[Opening TEXT EXCERPT section]
BIO SEMINAR:Translation Control Mechanisms in the Brain03-05-2021

Speaker: Vijendra Sharma

Title: Translation Control Mechanisms in the Brain

Date/Time: 5 May 2021 / 13:40 - 14:30

Zoom: Meeting IDhttps://sabanciuniv.zoom.us/j/97561138128?pwd=ZExEK09KV2lSN1pJN1ZQZ3NMaXp0Zz09

Passcode: gradsem

Abstract: Learning, memory, and perception rely on an intricate network of proteins that orchestrate higher cognitive functions of the brain. The regulation of proteostasis is a critical and rate-limiting step in the consolidation of new memories. Eukaryotic cells respond to diverse stress stimuli by activating the integrated stress response (ISR) pathway, which phosphorylates the alpha (α) subunit of eukaryotic initiation factor 2 (peIF2α) and inhibits general protein synthesis but stimulates the translation of specific mRNAs with upstream open reading frames in their 5′UTRs to cope with the stress. Conversely, the genetic and pharmacological inhibition of ISR kinases or mimicking reduced p-eIF2α with the ISR inhibitor ISRIB or mutating the eIF2α phosphorylation site (serine 51) enhances long-term memory. I have used advanced genetic mouse models of eIF2, combined with gene discovery studies, to dissect the cell-types-specific circuits by which the ISR pathway gates cognitive processing in the brain. The results delineate a mechanism for cognitive dysfunction and position eIF2 as a promising therapeutic target in brain disorders with memory impairment such as neurodegenerative diseases.
[Closing TEXT EXCERPT section]
[Opening PROVIDED MATERIAL section]
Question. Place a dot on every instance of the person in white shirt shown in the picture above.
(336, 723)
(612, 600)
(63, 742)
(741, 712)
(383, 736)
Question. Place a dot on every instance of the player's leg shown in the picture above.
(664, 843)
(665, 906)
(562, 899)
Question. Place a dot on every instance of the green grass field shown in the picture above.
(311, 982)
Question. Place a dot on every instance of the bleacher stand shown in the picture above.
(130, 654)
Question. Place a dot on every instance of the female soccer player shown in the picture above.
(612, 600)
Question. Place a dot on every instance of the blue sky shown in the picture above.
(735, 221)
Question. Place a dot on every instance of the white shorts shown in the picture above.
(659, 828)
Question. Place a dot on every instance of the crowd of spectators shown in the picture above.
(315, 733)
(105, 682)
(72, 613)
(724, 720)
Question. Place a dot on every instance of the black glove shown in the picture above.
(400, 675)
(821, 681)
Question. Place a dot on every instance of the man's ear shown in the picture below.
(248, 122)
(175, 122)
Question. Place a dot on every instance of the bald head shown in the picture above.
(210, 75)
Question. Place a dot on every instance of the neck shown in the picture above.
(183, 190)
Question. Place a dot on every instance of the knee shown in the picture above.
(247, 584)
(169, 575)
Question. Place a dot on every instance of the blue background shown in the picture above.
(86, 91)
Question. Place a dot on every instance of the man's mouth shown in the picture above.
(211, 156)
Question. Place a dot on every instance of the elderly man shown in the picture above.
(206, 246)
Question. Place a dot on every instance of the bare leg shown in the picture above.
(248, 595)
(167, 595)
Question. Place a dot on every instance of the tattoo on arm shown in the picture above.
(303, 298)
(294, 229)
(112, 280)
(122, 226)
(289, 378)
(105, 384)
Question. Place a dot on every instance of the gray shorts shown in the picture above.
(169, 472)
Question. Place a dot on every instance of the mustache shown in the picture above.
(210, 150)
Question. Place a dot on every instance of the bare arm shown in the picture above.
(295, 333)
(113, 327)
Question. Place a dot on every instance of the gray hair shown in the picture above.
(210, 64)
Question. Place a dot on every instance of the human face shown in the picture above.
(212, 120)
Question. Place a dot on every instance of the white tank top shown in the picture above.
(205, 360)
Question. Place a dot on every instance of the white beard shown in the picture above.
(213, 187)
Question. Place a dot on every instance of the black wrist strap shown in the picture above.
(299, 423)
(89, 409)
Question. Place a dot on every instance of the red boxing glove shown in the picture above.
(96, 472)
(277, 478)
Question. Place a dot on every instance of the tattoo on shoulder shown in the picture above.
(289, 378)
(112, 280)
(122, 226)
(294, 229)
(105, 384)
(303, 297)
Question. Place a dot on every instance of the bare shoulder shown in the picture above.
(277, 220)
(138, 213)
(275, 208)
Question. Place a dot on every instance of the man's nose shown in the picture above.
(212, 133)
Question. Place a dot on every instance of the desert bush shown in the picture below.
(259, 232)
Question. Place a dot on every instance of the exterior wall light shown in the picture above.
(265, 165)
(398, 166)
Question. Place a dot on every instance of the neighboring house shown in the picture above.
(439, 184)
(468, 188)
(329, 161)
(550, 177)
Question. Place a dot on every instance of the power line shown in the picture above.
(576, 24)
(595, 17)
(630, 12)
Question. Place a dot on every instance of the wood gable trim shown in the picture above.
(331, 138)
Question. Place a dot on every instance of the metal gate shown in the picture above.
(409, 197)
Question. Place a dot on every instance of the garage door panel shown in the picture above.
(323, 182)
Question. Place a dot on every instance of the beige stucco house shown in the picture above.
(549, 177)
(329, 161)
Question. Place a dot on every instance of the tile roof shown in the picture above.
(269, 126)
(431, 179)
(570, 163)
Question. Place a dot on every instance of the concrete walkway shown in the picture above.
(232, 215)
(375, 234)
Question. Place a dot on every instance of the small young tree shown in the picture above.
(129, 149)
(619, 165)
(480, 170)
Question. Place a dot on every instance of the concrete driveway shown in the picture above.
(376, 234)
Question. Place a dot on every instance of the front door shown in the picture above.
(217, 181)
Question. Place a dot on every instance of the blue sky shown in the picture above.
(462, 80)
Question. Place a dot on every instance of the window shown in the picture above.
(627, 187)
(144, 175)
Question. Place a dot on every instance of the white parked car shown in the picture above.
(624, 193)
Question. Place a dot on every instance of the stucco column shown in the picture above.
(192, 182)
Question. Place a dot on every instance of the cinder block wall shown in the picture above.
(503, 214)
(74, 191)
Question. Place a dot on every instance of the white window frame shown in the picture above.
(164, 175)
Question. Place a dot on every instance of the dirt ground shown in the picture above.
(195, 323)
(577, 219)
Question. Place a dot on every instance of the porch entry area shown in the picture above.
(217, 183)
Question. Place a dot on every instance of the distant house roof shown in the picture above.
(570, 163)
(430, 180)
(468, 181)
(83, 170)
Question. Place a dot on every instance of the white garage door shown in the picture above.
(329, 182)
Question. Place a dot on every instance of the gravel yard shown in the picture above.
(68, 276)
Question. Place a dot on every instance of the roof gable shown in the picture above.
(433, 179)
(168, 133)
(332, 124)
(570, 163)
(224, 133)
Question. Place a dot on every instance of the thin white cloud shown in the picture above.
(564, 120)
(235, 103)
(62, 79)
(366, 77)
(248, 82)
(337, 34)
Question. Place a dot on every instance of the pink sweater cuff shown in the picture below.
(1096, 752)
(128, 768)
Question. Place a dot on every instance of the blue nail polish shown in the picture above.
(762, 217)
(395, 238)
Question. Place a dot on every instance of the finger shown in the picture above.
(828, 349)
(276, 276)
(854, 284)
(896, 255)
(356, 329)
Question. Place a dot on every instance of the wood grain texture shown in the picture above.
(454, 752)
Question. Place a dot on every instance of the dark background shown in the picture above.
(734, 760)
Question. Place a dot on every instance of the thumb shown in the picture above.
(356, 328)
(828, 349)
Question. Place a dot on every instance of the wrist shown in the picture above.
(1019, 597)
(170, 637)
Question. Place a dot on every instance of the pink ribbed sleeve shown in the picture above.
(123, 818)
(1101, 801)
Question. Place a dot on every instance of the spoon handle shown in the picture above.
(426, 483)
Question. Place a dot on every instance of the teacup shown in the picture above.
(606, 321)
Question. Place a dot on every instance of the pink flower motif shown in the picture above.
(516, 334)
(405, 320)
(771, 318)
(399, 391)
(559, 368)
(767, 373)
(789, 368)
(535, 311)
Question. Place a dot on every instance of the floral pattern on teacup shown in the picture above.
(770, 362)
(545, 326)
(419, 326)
[Closing PROVIDED MATERIAL section]
PROBLEM TO SOLVE. Extend the seminar announcement on translation control mechanisms in the brain, starting after its last sentence.

ANSWER FOR THE TASK.
Bio: Dr. Vijendra Sharma is a Research Associate in the Department of Biochemistry and Goodman Cancer Research Centre at McGill University, Canada. His research interests cover several aspects of mRNA translation and translational control mechanisms in different cell types, leading to many high-quality publications. He has recently published a paper (Sharma et al., Nature, 2020), which describes a new mechanism of memory formation via eIF2a phosphorylation-dependent translational control in somatostatin-positive neurons. He has also used state-of-the-art cell-type-specific approaches and showed that the upregulation of the mTORC1/4E-BP2-dependent translation in parvalbumin interneurons, but not in other cell types, increases susceptibility to seizures (Sharma et al., 2021, PNAS). He has been awarded several prestigious fellowships, including VATAT Postdoctoral Fellowship and International Israel Government Scholarship. Additionally, Dr. Sharma is a co-inventor on a patent, which utilizes a gene therapy-based approach to treat aging and Alzheimer’s disease-associated cognitive dysfunction by targeting translation in the brain.